Black Friday For Future (OT: Une Année Difficile)
Angesichts der gegen die Klimapolitik der Industriestaaten gerichteten Proteste, die zunehmend radikalere und vielfach für Aggressionen sorgende Ausmaße annehmen, war es im Prinzip lediglich eine Frage der Zeit, bis man Umweltschutz zum Hauptmotiv eines Spielfilms erheben würde. Dank einer weiteren Sneak Preview fiel die Inaugenscheinnahme von „Black Friday For Future“ ironischerweise genau auf den Tag, den Sparfüchse als „Cyber Monday“ kennen und den Demonstranten als Höhepunkt hemmungslosen Konsums brandmarken. Unter der Leitung ebenjenes Regieduos entstanden, das 2012 in Gestalt von „Ziemlich Beste Freunde“ einen der erfolgreichsten, französischen Filme der Historie schuf, wird der ambitionierte Versuch unternommen, etwas zutiefst Unpopuläres amüsant-ironisch zu umwickeln, ohne sich tiefgreifend um die Motive zu kümmern. Aufgrund der durchaus vielversprechenden Anfangsszene erweist sich der Originaltitel sich als treffendere Wahl, da dieser vor allem Bezug auf die zunehmende, unbegründete Nörgelkultur westlicher Gesellschaften nimmt. Die wirklich witzigen, oft von Übertreibung lebenden Momente sind vor allem den Marotten der Protestgemeinschaft zu verdanken, die in leeren Wohnungen leben und sich mit Namen wie „Quinoa“ und „Kaktus“ ansprechen, während sich zwei hochverschuldete, kaufsüchtige Herren durch Zufall hinzugesellen, um auf eigene Rechnung Schadensbegrenzung zu erreichen. Ausgehend von der Reaktion des Saalpublikums beruht der Unterhaltungsfaktor größtenteils auf der überaus amüsanten Darbietung von Jonathan Cohen. Abseits von ihm liegt die Zündungsquote des gebotenen Humors und der temporeichen Wortwechsel aber maximal bei einem soliden 50/50-Verhältnis. Des Weiteren wirkt der Soundtrack aufgrund seiner enormen Vielfalt ebenfalls durchaus interessant, dennoch verliert sich auch dieser Ansatz ein Stück weit in einem unnötig süßlichen, nicht wirklich überraschenden Schlusspart. Der offizielle Kinostart wird am 21. Dezember 2023 erfolgen, doch bereits jetzt kann festgehalten werden, dass Klimaaktivismus und das Porträt letztlich vieles gemeinsam haben: Die Basalidee ist zweifelsohne allerehrenwert, die weitestgehend auf Lösungsvorschläge verzichtende, ausgedehnte Umsetzung gelingt aber alles andere als ideal.

• **Daten**:
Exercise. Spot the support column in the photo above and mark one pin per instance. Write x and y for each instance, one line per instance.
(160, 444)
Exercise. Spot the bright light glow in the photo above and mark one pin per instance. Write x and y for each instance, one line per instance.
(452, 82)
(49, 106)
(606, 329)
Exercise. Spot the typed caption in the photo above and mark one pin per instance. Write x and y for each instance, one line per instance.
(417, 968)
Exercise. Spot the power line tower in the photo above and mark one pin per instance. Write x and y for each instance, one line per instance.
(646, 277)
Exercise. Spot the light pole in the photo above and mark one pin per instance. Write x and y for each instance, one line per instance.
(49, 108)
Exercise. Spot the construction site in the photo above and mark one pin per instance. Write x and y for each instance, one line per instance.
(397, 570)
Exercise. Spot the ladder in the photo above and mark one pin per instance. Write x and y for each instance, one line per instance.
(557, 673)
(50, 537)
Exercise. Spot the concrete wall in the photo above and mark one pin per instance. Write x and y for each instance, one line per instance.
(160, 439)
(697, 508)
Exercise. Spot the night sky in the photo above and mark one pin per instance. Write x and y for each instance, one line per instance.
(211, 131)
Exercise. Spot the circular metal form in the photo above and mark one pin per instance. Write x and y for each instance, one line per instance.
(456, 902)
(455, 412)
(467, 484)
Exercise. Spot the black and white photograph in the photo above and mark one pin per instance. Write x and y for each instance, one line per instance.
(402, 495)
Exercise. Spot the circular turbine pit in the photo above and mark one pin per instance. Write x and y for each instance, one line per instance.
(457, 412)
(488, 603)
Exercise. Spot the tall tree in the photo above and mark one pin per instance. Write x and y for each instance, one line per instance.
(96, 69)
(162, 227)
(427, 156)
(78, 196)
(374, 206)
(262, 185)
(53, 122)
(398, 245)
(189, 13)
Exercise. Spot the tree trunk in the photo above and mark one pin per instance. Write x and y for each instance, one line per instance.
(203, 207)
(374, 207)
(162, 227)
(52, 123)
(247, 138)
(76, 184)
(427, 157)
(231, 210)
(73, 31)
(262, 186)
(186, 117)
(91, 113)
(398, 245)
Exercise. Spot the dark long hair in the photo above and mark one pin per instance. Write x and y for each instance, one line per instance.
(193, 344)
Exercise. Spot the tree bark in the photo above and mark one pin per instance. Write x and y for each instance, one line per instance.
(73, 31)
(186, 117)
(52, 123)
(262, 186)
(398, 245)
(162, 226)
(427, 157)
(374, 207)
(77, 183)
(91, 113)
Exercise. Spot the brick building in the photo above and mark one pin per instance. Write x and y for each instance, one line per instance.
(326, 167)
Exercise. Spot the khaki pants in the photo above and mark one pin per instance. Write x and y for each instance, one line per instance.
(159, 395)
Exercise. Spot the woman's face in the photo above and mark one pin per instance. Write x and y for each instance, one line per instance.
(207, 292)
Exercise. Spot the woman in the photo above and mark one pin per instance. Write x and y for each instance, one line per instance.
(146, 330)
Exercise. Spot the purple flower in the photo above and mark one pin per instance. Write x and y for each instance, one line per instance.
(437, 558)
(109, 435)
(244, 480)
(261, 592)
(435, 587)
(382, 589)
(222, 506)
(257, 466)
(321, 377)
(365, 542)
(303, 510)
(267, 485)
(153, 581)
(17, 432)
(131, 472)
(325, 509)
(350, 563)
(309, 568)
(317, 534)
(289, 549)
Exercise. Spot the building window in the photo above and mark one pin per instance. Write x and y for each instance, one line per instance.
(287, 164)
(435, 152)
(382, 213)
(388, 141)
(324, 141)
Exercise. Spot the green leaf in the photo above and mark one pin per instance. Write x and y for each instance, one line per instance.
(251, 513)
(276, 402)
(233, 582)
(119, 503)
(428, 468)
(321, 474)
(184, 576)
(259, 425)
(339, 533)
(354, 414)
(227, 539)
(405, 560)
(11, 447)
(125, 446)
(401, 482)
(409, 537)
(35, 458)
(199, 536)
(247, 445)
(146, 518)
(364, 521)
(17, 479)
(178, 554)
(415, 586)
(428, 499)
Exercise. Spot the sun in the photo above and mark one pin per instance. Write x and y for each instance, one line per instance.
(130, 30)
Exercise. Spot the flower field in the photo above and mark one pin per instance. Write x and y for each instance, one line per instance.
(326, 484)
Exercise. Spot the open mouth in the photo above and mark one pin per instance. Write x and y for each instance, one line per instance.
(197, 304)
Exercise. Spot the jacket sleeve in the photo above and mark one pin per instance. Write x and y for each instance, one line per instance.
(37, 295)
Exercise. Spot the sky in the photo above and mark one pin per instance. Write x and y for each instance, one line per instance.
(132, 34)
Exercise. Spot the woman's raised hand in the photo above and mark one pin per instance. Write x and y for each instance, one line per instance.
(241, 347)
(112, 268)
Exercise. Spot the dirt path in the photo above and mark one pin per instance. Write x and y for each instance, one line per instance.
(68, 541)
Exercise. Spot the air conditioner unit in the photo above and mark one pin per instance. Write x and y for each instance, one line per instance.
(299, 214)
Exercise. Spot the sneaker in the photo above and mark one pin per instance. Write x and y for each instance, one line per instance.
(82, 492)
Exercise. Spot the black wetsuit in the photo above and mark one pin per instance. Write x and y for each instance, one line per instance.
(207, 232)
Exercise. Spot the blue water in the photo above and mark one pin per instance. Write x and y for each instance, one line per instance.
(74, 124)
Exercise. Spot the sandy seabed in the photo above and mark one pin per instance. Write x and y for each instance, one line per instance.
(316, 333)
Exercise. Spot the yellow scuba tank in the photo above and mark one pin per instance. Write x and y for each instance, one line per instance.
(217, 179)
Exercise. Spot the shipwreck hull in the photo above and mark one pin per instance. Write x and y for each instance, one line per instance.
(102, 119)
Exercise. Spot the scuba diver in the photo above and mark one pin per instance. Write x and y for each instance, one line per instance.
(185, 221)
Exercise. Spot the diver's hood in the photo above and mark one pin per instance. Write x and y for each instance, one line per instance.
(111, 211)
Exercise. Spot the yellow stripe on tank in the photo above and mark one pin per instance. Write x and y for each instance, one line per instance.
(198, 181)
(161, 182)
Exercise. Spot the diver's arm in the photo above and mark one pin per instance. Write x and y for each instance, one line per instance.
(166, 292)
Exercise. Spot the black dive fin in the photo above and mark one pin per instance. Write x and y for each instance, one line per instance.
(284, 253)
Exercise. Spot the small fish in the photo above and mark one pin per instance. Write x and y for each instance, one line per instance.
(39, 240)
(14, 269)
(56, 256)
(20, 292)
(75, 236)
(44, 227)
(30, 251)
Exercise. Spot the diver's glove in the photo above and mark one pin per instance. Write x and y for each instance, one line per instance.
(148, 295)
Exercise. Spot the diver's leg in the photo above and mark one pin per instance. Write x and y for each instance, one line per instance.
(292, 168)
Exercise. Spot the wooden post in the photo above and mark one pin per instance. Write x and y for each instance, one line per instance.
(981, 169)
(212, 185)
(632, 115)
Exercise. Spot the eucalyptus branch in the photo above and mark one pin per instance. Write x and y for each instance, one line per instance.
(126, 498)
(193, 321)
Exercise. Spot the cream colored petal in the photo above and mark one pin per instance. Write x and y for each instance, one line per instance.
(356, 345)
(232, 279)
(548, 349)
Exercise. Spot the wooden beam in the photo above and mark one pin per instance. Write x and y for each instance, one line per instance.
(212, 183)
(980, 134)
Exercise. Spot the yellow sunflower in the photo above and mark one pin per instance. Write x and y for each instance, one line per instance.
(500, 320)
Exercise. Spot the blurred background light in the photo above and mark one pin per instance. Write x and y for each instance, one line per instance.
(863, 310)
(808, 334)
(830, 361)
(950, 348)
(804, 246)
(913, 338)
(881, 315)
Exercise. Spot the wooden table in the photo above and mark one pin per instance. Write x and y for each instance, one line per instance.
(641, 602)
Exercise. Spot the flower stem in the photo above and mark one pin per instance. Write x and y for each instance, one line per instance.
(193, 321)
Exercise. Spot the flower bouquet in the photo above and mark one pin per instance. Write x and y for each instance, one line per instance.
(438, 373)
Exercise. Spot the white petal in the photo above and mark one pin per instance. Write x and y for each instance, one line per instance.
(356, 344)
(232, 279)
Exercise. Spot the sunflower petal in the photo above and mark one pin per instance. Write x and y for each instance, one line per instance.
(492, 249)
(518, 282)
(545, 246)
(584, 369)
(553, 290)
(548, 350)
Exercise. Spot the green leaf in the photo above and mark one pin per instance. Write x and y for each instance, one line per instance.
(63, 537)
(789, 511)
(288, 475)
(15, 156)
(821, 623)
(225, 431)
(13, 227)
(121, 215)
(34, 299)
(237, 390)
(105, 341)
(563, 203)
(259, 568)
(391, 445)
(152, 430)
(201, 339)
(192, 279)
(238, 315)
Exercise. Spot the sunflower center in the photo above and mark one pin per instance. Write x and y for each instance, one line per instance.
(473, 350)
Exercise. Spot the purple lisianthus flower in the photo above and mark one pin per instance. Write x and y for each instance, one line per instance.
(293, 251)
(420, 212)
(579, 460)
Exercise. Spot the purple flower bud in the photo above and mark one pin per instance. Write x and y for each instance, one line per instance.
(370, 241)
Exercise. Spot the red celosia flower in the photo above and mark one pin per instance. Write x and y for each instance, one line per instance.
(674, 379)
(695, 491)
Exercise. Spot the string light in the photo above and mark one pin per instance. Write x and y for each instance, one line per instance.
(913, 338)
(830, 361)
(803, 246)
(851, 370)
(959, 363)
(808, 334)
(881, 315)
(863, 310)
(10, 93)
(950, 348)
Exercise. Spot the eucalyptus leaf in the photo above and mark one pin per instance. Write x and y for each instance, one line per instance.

• **Aufgaben**:
[A] Beantworte anhand der Filmkritik diese drei Fragen:
(i) Welchen Film hat das Regieduo 2012 gedreht?
(ii) Mit welchen Namen sprechen sich die Mitglieder der Protestgemeinschaft an?
(iii) An welchem Datum soll der Film offiziell in die Kinos kommen?
[B] Warum war es laut der Filmkritik nur eine Frage der Zeit, bis Umweltschutz zum Hauptmotiv eines Spielfilms wird? Antworte in ein bis drei Sätzen.
[C] Fasse den Absatz der Filmkritik, der mit „Angesichts der gegen die Klimapolitik“ beginnt, als kurze Liste zusammen und behalte dabei die wichtigsten Fakten bei.
Die Einträge haben einen anderen Ursprung als die Filmkritik.

• **Geordnete Antworten**:
[A]
(i) „Ziemlich Beste Freunde“
(ii) „Quinoa“ und „Kaktus“
(iii) Am 21. Dezember 2023

[B] Die Proteste gegen die Klimapolitik der Industriestaaten nehmen zunehmend radikalere Ausmaße an und sorgen vielfach für Aggressionen. Deshalb war es laut der Filmkritik im Prinzip nur eine Frage der Zeit, bis ein Spielfilm Umweltschutz zu seinem Hauptmotiv macht.

[C]
- Thema des Films ist Umweltschutz vor dem Hintergrund zunehmend radikaler Klimaproteste.
- Regie führt das Duo, das 2012 „Ziemlich Beste Freunde“ gedreht hat.
- Der Film verpackt ein unpopuläres Thema amüsant-ironisch, ohne sich tiefgreifend mit den Motiven zu befassen.
- Die witzigsten Momente entstehen durch die Marotten der Protestgemeinschaft, deren Mitglieder in leeren Wohnungen leben und Namen wie „Quinoa“ und „Kaktus“ tragen. Zu ihr stoßen zufällig zwei hochverschuldete, kaufsüchtige Männer.
- Der Unterhaltungswert beruht vor allem auf Jonathan Cohen; ansonsten zündet der Humor höchstens zur Hälfte.
- Der Soundtrack ist vielfältig, endet aber in einem unnötig süßlichen Schlussteil.
- Kinostart ist der 21. Dezember 2023.
- Fazit: Die Grundidee ist ehrenwert, die ausgedehnte Umsetzung ohne Lösungsvorschläge gelingt jedoch alles andere als ideal.